Excerpt provided:
= = = = =

Treatment. When once established, the disease has not been successfully treated. Nerve tonics are indicated.

NEURITIS. PERINEURITIS.

Definition. Causes: traumas, poke, stanchions, collar, yoke, interfering, neurectomy, fractures, tumors, callus, rheumatism, gout, violent overdistension. Lesions: nerve sheath red, swollen, exudate, leucocytes in excess, fibroid thickening, nerve atrophy, degeneration, axis granular, myelin in oily globules, peripheral extension. Muscular degeneration and atrophy. Symptoms: tenderness, swelling, muscular atony, wasting, spasms, twitching, decreased excitability, paralysis, in section swelling on proximal end. Prognosis: disability for weeks, months or year; response to electric current, operability of tumors, curability of rheumatism or gout, hopeful conditions; long standing degeneration, etc., unpromising. Treatment: rest, soothe, anodynes, splint with soft pad, essential oils, lead and opium lotion, ice, snow; derivatives; laxatives; diuretics, anti-rheumatics, Faradisation.

Definition. Inflammation of a nerve leading to paralysis of the parts to which it is distributed.

Causes. Traumatism is the most common factor. Among the common examples are injury of the seventh nerve above the angle of the lower jaw, by a poke worn in pasture by the horse, or by stanchions in the cow. Hogs may suffer from blows of the triangular neck gear worn to prevent them from breaking through fences. Blows by the yoke, incised and contused wounds implicating the nerve, such as neurectomy, and the blows received in interfering, and compression by tumors or bony growths, are familiar examples. Fractures with displacement, notably those of the sacrum and proximal end of the coccyx with caudal paralysis, are not uncommon. In fractures of the limbs the pressure upon or wounding of a nerve. Again, the callus on the seat of fracture may induce neuritis by pressure, as may also the projection of the end of a bone in luxation. Rheumatism affecting the nerve sheaths and, in birds and swine, gout, are additional factors. Violent overdistension, and even chronic muscular spasm, are quoted as causes.

Lesions. The early changes are mainly in the connective tissue sheath, which becomes hyperæmic, red and swollen, with a gelatinoid exudate and a great multiplication of leucocytes. Later, the interfibrillar connective tissue is involved and the nervous substance proper undergoes hyperæmia and degeneration. The axis cylinder undergoes granular degeneration and the myelin breaks up into oil-like globules. The lesions are at first limited in extent, though there may be more than one focus, and the resulting degeneration of the nervous filaments advances toward the periphery in accordance with Waller’s law by which disease changes proceed rapidly in parts cut off from their trophic cells.

The muscles supplied by the inflamed nerves also rapidly degenerate. The fibres shrink in size, and lose their striated appearance, becoming distinctly granular, and pale. Round cells are formed in excess in the sarcolemma and muscular fibre, and if the morbid condition persists there is fibroid degeneration, cirrhosis and contraction.

= = = = =

What you have to do:
Answer these questions from the passage on neuritis:
1. According to the definition, what does inflammation of a nerve lead to?
2. What is named as the most common cause?
3. Into what does the myelin break up?

(Dataset items)
= = = = =

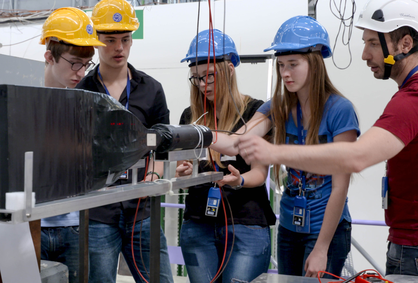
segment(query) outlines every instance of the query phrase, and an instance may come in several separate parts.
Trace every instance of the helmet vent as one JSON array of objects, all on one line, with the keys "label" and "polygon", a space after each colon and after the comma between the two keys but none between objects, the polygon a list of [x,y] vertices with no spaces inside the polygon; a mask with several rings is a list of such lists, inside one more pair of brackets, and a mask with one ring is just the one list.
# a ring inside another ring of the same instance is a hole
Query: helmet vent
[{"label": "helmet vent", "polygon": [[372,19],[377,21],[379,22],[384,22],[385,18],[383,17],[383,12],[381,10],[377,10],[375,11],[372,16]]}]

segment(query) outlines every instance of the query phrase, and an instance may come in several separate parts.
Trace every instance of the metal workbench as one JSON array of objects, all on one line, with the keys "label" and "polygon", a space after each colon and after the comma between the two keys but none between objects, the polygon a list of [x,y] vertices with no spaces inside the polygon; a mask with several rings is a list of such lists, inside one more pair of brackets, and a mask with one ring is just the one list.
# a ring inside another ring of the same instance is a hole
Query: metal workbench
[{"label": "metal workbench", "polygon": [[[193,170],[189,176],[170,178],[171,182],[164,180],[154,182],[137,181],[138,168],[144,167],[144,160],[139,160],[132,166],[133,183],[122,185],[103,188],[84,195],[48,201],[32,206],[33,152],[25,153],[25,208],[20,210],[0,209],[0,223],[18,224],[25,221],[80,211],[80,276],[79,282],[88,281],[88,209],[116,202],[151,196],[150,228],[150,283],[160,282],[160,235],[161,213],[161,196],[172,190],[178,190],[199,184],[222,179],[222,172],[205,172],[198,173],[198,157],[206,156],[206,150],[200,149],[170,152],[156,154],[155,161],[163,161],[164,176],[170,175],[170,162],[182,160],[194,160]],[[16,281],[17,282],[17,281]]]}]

= = = = =

Worked solution:
1. Paralysis of the parts to which the nerve is distributed.
2. Traumatism.
3. Oil-like globules.